Recent studies have focused on accounting for the variation in demographic parameters at the level of either the individual (Royle 2008; Gimenez & Choquet 2010) or the cluster of individuals (Choquet & Gimenez 2012). However, studies accounting for both levels simultaneously are lacking. Nevertheless, modelling for dependence between individuals within clusters is crucial to quantify inter- and intra-individual variation in demographic parameters (Doran et al. 2007; van de Pol & Wright 2009) and thus to address relevant questions in evolutionary ecology (Doligez et al. 2012) and behavioural ecology (Cohas et al. 2007). Of particular importance is the assessment of the proportion of phenotypic variation that can be attributed to between-subject variation, versus the proportion due to measurement error and phenotype flexibility. This so-called intra-class coefficient (ICC) has many applications (Nakagawa & Schielzeth 2010). For example, ICC has been used to quantify the resemblance in time series of demographic parameters between populations (Grosbois et al. 2009) or species (Lahoz-Monfort et al. 2009).
++++++
:: Objective 1 ::
List every work cited in the text on demographic parameters that is dated 2009 or later, giving the authors and year as shown.
:: Objective 2 ::
Carry the text on demographic parameters further, starting right after its final sentence.
The data placed after this point are separate material, unrelated to the text on demographic parameters.

:: Collected data ::
++++++
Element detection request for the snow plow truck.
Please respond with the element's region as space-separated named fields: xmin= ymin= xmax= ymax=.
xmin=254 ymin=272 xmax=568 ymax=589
++++++
:: Task response 1 ::
Gimenez & Choquet 2010
Choquet & Gimenez 2012
van de Pol & Wright 2009
Doligez et al. 2012
Nakagawa & Schielzeth 2010
Grosbois et al. 2009
Lahoz-Monfort et al. 2009

:: Task response 2 ::
The simplest and most common form of data structure is two-level data, in which ‘level-1 units’ are nested within ‘level-2 units’. Some typical examples of this scheme include measurements nested within subjects (in the case of longitudinal data) and individuals nested within families. In both cases, relationships between level-1 and level-2 units frequently exist and are worthy of research, for example those existing between pairs (Schmutz et al. 1995; Schwarz 2002) or those arising from within-family resemblance (i.e. between parents and offspring or between siblings) in dispersal (Massot & Clobert 2000; Doligez et al. 2012).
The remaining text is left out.